══ Working data
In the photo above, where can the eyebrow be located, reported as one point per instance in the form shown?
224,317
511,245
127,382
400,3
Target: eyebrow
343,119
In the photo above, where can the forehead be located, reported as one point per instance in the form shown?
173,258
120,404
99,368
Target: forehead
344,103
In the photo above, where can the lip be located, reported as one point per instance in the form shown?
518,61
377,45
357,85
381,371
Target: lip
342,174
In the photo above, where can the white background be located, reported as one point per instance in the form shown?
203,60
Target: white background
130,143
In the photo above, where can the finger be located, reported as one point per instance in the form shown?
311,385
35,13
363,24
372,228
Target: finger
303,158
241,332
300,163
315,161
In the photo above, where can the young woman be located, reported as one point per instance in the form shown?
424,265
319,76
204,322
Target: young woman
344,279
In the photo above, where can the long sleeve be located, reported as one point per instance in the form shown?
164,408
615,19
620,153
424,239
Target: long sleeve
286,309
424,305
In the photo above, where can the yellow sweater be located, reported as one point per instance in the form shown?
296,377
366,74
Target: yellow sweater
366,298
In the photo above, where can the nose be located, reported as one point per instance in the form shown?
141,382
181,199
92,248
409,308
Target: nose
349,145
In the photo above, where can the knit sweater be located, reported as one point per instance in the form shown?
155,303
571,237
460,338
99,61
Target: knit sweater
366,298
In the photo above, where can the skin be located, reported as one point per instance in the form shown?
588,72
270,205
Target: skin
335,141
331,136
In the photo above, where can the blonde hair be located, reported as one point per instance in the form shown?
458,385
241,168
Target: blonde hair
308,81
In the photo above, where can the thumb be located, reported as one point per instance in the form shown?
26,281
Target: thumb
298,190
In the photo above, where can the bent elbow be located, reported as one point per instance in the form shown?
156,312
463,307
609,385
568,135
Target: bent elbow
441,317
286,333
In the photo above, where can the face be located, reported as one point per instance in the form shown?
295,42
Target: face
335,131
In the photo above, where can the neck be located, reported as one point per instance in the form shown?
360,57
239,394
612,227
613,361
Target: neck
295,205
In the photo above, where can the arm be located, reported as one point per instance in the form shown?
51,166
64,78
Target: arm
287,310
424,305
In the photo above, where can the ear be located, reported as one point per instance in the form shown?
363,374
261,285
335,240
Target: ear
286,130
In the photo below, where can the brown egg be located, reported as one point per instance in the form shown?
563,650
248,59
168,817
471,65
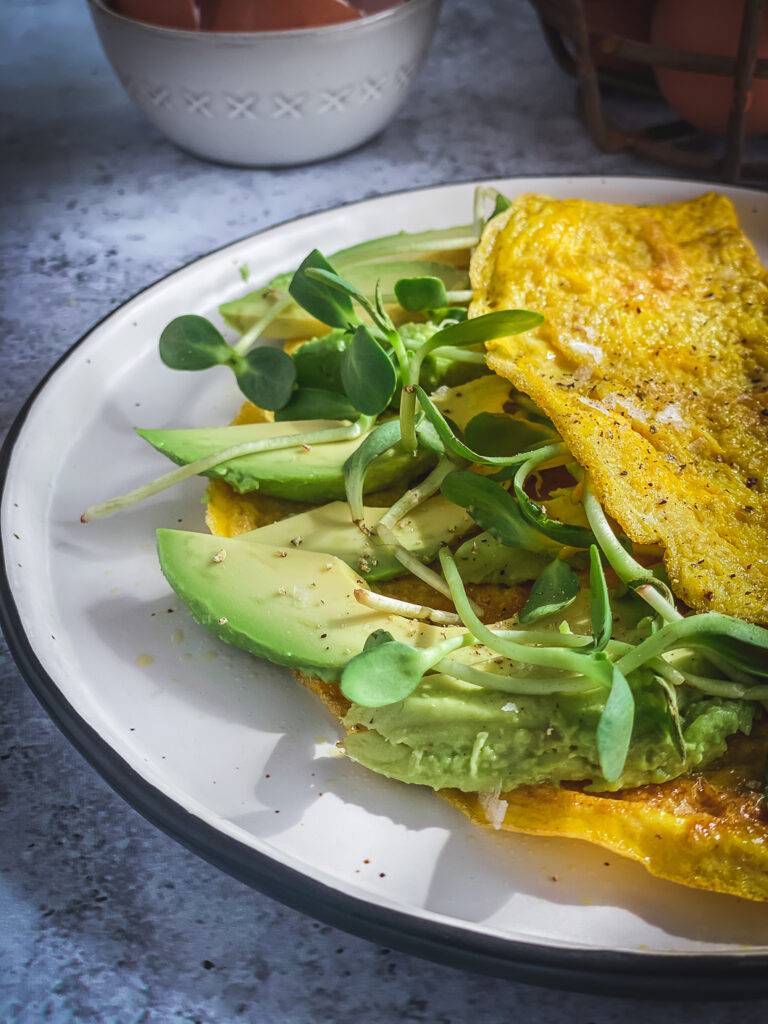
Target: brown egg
266,15
168,13
708,27
630,18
════
▸ Given task:
Recast the entries, starting at the line that contains "In the photo above, where can the ear" and ending at the last line of the entries, as a Markdown table with the columns Row and Line. Number each row, skip blank lines, and leave out any pictures.

▸ Solution:
| Row | Line |
|---|---|
| 1 | In the photo above, where can the ear be located, reported as one point per instance in the form shown? |
| 2 | 363,374 |
| 3 | 261,285 |
| 4 | 335,240 |
| 5 | Target: ear |
| 6 | 286,130 |
| 7 | In the photo below, where can the brown egg be located, reported as one point per instance in the form shown? |
| 8 | 563,650 |
| 9 | 248,59 |
| 10 | 168,817 |
| 11 | 471,65 |
| 12 | Target: brown egg |
| 13 | 266,15 |
| 14 | 168,13 |
| 15 | 708,27 |
| 16 | 630,18 |